===== RECORDED DATA

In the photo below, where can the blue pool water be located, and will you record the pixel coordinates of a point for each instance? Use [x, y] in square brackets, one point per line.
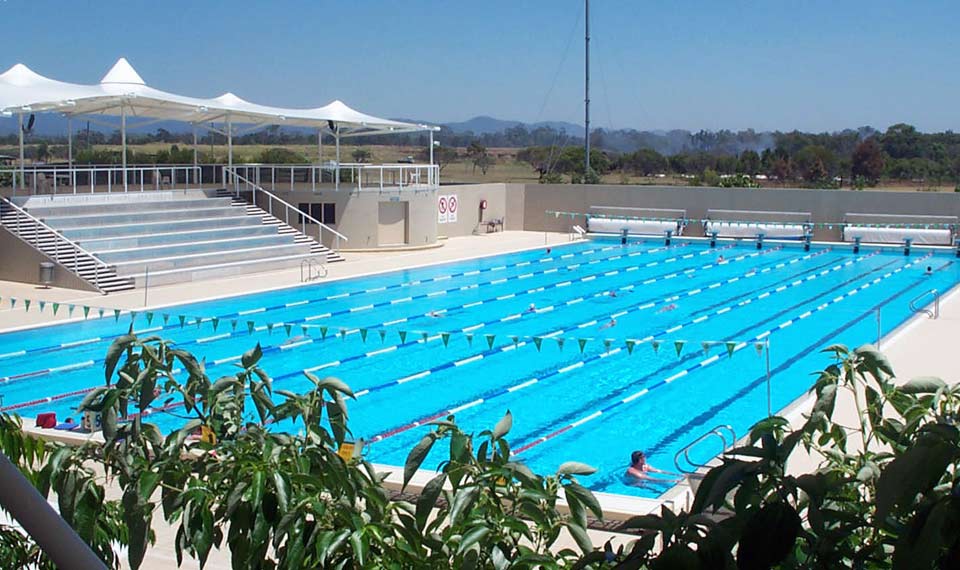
[594, 405]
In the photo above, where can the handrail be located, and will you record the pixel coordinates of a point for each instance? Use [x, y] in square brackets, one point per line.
[720, 431]
[935, 313]
[56, 252]
[289, 207]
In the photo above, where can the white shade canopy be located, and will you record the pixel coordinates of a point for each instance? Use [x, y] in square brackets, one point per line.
[123, 92]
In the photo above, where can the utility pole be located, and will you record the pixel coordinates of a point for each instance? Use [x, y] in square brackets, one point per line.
[586, 93]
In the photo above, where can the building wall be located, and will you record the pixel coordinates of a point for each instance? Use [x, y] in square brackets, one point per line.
[20, 262]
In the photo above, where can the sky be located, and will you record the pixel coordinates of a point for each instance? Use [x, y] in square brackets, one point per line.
[811, 65]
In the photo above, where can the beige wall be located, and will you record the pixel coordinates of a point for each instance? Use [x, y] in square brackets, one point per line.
[20, 262]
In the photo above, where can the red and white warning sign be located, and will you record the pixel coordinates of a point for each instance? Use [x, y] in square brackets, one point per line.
[452, 208]
[442, 209]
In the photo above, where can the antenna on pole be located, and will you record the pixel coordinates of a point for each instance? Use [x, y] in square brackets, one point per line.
[586, 93]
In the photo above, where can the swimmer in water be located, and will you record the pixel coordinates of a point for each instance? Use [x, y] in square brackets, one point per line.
[609, 325]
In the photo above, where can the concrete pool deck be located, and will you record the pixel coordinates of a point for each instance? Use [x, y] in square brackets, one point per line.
[921, 347]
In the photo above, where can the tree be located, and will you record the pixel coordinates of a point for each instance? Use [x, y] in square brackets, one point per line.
[868, 161]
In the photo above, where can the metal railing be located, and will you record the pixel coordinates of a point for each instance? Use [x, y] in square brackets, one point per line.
[301, 218]
[19, 228]
[350, 176]
[933, 313]
[65, 179]
[720, 431]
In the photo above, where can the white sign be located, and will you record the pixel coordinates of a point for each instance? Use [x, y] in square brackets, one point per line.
[452, 208]
[441, 209]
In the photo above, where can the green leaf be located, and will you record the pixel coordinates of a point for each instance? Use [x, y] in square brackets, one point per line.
[575, 468]
[503, 426]
[416, 456]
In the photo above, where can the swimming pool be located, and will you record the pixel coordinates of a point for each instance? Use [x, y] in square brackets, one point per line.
[643, 346]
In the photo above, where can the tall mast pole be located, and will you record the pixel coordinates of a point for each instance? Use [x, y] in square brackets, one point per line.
[586, 93]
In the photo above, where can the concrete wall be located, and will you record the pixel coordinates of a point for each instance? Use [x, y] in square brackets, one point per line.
[824, 205]
[20, 262]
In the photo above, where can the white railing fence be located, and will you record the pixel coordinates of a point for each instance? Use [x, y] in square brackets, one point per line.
[281, 209]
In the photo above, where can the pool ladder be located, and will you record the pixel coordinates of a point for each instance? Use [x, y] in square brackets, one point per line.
[722, 432]
[933, 313]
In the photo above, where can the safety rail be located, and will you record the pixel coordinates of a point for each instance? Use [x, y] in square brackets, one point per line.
[351, 176]
[242, 184]
[38, 227]
[935, 312]
[721, 431]
[65, 179]
[311, 270]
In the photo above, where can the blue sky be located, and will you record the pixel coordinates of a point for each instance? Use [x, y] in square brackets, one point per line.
[766, 64]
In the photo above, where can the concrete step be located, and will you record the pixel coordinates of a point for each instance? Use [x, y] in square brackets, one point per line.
[143, 216]
[175, 250]
[167, 238]
[247, 268]
[154, 227]
[55, 209]
[126, 268]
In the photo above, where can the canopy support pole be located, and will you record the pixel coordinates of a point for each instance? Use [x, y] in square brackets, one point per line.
[23, 178]
[123, 142]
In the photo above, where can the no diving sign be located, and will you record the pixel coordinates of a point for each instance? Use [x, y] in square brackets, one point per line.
[447, 206]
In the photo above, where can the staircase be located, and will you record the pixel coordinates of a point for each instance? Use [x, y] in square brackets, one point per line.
[163, 236]
[60, 249]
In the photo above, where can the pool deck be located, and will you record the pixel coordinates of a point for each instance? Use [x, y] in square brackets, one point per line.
[921, 347]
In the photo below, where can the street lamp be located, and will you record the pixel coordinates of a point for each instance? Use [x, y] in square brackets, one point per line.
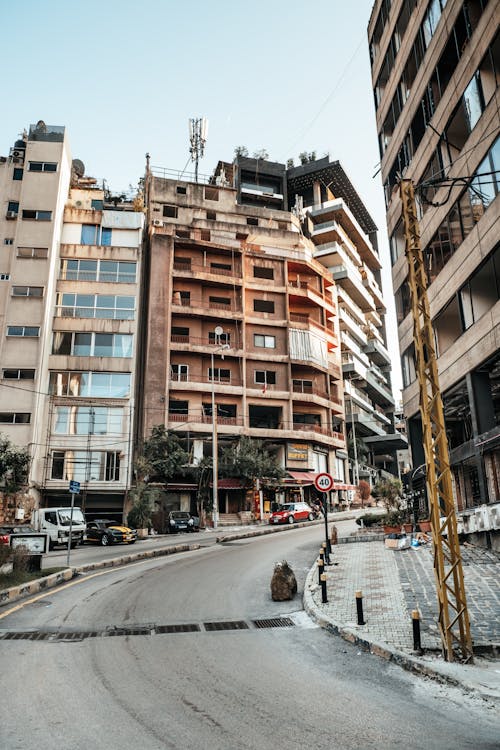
[215, 468]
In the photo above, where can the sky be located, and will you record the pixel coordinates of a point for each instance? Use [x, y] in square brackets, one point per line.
[125, 77]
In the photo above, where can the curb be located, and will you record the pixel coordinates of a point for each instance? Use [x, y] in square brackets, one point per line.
[383, 650]
[15, 593]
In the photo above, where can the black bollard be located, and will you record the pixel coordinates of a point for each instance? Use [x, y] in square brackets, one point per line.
[324, 596]
[359, 607]
[321, 568]
[326, 556]
[415, 618]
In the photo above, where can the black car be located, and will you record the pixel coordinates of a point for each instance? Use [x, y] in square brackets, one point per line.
[181, 520]
[103, 531]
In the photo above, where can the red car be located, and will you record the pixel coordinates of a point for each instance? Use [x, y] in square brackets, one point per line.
[292, 512]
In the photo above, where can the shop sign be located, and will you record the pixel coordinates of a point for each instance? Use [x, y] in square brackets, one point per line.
[297, 452]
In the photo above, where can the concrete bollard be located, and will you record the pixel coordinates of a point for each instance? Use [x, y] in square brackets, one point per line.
[415, 619]
[324, 595]
[359, 607]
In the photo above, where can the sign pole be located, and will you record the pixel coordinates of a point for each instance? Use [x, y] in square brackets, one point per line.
[70, 527]
[325, 511]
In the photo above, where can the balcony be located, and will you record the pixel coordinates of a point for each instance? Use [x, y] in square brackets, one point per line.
[193, 270]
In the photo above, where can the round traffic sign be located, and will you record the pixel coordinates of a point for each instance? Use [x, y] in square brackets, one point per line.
[324, 482]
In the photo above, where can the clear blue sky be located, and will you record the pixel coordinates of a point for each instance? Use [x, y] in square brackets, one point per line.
[124, 78]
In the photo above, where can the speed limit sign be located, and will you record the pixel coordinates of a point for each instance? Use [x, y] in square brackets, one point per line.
[324, 482]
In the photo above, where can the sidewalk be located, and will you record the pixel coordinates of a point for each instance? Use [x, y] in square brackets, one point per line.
[394, 583]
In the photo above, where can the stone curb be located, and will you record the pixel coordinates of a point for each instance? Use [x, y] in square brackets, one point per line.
[47, 582]
[385, 651]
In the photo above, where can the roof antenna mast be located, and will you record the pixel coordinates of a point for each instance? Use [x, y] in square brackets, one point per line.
[198, 130]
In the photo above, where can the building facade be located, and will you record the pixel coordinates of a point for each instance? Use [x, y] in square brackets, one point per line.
[70, 270]
[435, 72]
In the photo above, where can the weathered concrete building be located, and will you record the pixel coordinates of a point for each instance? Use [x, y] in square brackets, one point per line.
[436, 74]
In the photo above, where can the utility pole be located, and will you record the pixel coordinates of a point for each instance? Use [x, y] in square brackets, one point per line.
[198, 129]
[453, 615]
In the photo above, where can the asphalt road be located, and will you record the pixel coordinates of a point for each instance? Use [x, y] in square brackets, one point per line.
[255, 688]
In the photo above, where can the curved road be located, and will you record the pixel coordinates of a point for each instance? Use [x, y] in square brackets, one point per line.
[272, 688]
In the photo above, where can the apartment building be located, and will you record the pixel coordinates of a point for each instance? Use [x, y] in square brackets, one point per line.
[70, 269]
[264, 293]
[242, 316]
[344, 240]
[436, 71]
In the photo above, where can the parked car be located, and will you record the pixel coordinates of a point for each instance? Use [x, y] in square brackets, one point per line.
[6, 530]
[292, 512]
[181, 520]
[103, 531]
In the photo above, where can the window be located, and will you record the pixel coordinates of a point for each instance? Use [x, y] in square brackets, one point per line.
[88, 420]
[211, 193]
[260, 272]
[263, 305]
[179, 373]
[268, 342]
[26, 331]
[94, 234]
[91, 384]
[219, 375]
[82, 466]
[37, 215]
[224, 338]
[14, 417]
[18, 374]
[27, 291]
[111, 306]
[98, 270]
[179, 335]
[265, 377]
[92, 344]
[32, 252]
[218, 301]
[42, 166]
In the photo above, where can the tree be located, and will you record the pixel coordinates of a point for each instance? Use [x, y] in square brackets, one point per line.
[249, 460]
[162, 456]
[14, 465]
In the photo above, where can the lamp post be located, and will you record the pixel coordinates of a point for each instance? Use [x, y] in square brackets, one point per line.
[215, 457]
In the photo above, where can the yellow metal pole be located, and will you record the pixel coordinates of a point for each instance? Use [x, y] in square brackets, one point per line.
[453, 615]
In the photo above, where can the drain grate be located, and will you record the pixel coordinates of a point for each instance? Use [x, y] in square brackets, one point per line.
[188, 628]
[274, 622]
[230, 625]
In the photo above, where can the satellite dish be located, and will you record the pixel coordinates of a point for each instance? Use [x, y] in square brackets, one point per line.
[78, 167]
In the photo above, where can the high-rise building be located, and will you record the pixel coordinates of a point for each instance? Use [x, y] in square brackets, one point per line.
[262, 289]
[69, 285]
[436, 72]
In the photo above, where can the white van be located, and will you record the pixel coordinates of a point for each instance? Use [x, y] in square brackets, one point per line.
[55, 523]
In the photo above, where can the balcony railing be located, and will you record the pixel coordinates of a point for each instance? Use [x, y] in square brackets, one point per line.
[204, 268]
[207, 305]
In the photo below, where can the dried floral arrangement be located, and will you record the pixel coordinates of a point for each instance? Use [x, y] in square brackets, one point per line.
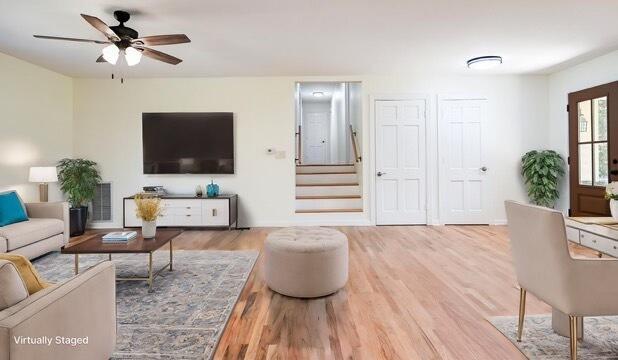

==========

Transcribe exactly the span of lines that opens with the line holding "In the photo above, where can the high-rise" and closes with the last line of the entries above. Omit pictures.

In the photo above, where can the high-rise building be located, and will you record the pixel coordinates of a point for each instance? Use [x, y] in square brackets, one point per line.
[262, 289]
[69, 285]
[436, 72]
In the photo above, where can the white van be located, and will you record the pixel coordinates of a point for each instance? Use [x, y] in square brackets, one point per line.
[55, 523]
In the photo above, where can the balcony railing be located, and will you record the pixel coordinates of a point for each instance? Use [x, y] in square brackets, one point per line.
[204, 268]
[207, 305]
In the photo below, where can the dried floral arrangement be located, and will you record the pixel coordinates of a point for each instance? Use [x, y] in square brackets, one point per line.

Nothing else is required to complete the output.